- **Description of the task**: Rewrite the stretch of entries from the line containing "target: <item>mossy rock</item>" through the line containing "POLYGON ((308 182, 322", both included, reproducing every line, requests included, but scaling each coordinate in the answers by 0.7 and rounding it to a whole number, with halves rounded up. Return only those lines.

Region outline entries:

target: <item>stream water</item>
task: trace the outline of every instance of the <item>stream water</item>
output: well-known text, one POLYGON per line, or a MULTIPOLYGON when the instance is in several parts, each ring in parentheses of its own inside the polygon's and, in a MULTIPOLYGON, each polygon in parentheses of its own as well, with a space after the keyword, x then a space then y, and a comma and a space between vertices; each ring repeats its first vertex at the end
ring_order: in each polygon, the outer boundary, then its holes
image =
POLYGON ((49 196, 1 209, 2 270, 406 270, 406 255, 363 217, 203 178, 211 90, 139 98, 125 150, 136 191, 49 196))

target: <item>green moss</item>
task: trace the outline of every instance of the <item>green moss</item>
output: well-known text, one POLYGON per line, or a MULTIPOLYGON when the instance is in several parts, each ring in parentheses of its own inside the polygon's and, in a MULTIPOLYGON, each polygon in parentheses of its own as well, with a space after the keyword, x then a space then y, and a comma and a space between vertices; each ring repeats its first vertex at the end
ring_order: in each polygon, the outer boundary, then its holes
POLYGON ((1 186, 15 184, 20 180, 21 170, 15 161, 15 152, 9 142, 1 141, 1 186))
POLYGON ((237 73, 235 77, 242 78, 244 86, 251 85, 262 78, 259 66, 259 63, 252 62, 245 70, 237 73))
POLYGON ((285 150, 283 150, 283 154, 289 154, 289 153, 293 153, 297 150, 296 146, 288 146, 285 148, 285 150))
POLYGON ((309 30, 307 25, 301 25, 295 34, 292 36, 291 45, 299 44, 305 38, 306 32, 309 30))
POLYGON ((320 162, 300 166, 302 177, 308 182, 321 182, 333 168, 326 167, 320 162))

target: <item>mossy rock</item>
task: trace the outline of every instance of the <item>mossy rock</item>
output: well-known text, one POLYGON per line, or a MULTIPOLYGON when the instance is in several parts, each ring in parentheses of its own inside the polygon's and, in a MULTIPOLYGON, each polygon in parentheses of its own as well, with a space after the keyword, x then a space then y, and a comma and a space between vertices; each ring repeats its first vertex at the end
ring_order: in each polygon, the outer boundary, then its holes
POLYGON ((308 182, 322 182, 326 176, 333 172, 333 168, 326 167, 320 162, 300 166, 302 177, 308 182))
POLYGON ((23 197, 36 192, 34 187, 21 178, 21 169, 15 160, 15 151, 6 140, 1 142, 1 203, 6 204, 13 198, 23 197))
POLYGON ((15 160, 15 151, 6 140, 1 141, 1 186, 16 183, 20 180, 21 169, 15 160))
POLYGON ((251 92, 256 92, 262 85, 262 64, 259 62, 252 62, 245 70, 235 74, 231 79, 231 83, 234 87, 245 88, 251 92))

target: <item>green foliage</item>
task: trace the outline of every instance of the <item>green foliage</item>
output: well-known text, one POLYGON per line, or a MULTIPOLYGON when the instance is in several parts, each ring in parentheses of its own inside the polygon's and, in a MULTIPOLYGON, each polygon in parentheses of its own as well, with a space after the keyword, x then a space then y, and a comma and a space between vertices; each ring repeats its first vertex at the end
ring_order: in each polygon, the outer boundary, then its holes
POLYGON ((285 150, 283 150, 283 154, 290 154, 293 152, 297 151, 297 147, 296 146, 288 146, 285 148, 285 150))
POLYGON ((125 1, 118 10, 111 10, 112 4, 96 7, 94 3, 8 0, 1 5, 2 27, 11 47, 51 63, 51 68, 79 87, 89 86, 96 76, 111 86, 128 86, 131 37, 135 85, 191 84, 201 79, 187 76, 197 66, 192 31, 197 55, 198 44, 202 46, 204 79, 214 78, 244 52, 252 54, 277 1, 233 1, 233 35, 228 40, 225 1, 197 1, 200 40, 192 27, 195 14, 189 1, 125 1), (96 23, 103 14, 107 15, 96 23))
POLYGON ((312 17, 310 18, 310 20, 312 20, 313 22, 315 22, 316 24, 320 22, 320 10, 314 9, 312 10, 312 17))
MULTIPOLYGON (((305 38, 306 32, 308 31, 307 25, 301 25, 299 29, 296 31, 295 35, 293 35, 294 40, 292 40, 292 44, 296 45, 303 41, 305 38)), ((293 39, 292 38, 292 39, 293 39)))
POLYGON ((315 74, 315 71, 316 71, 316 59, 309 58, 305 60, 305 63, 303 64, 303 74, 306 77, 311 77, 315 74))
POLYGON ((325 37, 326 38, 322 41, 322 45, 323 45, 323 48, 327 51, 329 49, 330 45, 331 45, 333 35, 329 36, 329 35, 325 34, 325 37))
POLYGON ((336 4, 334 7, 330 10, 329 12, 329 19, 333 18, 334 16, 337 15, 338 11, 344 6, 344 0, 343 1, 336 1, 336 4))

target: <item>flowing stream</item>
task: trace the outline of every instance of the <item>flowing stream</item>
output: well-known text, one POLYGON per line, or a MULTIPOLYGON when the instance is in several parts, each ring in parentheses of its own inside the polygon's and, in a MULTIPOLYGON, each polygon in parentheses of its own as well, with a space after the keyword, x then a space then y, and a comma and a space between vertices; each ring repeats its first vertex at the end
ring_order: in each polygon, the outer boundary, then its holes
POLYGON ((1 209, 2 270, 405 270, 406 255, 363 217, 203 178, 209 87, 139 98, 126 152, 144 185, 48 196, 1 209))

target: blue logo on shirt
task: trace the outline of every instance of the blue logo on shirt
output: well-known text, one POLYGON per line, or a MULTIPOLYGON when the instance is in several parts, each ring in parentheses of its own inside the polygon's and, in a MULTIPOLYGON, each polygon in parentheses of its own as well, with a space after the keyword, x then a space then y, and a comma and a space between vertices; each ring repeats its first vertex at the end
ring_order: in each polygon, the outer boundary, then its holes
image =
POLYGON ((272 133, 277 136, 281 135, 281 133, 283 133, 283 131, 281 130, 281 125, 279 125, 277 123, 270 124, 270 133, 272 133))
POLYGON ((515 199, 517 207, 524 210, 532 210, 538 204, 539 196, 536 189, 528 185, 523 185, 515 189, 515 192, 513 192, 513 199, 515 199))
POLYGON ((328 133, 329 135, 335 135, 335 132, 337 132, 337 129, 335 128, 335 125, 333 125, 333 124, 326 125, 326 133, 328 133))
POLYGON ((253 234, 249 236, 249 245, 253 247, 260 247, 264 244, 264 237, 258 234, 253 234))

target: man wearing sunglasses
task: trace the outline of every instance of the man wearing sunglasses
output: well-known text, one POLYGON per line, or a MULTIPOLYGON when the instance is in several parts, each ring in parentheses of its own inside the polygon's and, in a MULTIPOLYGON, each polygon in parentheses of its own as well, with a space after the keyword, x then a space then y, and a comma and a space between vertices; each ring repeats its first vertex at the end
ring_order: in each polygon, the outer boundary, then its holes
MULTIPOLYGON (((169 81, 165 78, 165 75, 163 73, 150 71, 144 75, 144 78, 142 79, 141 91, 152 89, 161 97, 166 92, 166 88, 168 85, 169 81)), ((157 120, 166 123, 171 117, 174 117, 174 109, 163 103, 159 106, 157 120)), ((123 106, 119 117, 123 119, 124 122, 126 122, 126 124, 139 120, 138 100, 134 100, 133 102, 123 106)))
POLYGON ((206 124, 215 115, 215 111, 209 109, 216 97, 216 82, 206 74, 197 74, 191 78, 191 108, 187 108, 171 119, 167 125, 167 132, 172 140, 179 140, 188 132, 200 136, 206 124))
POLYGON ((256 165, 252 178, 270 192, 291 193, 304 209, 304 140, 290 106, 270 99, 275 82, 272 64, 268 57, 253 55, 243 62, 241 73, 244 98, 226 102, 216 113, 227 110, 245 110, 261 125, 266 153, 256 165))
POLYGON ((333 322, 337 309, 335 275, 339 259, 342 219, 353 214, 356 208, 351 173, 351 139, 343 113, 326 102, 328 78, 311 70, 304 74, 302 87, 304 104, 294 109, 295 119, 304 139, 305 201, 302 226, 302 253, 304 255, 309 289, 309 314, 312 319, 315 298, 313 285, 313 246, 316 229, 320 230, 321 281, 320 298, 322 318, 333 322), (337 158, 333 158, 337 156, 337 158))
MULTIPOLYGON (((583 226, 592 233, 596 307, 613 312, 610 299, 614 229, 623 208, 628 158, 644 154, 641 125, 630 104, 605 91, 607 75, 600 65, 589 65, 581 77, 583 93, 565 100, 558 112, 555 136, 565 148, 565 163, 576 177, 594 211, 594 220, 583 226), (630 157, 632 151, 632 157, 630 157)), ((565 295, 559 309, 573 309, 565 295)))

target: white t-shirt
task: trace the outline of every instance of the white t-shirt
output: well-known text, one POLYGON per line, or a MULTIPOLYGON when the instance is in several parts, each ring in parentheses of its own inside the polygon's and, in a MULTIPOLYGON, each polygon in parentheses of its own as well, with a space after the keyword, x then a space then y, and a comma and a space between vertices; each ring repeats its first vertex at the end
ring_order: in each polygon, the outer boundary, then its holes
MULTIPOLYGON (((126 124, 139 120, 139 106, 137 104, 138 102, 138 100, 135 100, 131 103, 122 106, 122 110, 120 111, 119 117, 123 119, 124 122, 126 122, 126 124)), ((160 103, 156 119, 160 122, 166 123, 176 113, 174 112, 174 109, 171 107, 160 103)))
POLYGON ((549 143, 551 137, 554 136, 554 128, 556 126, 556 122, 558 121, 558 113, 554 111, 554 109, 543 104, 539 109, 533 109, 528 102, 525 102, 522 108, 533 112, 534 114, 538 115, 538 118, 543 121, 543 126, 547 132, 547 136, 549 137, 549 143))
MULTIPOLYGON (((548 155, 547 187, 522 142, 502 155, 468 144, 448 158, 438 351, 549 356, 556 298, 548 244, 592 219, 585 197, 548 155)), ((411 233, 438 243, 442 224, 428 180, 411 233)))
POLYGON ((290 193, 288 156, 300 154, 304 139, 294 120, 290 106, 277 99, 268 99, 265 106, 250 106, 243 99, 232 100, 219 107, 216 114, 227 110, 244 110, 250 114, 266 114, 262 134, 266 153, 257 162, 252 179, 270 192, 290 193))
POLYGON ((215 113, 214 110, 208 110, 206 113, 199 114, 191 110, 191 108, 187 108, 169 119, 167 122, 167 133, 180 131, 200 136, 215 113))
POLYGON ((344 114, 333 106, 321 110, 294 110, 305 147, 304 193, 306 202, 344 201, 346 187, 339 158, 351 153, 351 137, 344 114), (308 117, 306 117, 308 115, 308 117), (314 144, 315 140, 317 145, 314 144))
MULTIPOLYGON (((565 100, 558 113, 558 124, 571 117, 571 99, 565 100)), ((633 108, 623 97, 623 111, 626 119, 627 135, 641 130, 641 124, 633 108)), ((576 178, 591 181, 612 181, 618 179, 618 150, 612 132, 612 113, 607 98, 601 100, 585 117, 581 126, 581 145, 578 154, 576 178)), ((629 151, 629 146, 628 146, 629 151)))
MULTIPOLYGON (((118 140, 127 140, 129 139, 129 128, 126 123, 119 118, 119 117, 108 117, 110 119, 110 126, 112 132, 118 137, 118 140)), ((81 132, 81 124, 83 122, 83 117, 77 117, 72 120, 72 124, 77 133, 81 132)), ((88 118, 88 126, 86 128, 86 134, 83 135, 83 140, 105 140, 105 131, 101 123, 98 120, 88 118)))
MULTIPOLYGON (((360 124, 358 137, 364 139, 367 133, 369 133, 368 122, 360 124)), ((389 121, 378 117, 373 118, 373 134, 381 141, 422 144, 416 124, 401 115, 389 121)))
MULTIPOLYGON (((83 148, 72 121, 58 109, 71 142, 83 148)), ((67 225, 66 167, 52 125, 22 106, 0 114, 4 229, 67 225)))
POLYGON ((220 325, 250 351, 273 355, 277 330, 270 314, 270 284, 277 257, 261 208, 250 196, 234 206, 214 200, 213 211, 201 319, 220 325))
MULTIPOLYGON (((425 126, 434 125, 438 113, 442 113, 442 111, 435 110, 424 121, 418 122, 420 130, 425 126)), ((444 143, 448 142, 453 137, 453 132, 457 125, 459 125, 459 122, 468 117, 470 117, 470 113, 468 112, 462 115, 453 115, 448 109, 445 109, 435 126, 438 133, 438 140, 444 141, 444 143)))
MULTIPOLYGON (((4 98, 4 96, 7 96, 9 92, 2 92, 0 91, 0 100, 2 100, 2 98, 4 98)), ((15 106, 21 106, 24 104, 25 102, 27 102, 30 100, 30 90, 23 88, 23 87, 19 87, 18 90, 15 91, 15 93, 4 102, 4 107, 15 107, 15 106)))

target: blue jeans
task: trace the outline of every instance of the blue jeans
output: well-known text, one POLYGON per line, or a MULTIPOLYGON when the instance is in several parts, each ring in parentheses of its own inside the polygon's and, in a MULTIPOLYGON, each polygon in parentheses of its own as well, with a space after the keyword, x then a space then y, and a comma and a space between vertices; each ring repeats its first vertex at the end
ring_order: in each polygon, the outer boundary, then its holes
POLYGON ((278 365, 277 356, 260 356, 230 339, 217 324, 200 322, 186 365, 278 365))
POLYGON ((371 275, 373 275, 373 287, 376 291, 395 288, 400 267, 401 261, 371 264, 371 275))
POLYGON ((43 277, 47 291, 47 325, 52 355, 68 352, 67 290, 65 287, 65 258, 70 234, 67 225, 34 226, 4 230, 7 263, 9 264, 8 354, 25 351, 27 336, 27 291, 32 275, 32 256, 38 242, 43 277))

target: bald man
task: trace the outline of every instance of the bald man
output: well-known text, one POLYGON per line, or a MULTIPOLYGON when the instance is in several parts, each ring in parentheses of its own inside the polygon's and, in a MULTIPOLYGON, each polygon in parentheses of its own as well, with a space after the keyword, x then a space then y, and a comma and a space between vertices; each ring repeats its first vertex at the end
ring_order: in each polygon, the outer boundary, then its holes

- **Solution**:
target: <item>mossy rock</item>
task: trace the outline of every instance of the <item>mossy rock</item>
output: well-known text, one POLYGON per line, or a MULTIPOLYGON when the instance is in several parts, each ring in parentheses of its own inside the polygon's and, in a MULTIPOLYGON, each polygon in parentheses of its own as well, with a space after the keyword, x then a space then y, and a comma and a space between vertices; each ring repeats its first vertex at the end
ring_order: in each polygon, the outer boundary, then its holes
POLYGON ((216 127, 225 127, 228 123, 233 120, 233 118, 228 117, 224 113, 210 116, 211 124, 216 127))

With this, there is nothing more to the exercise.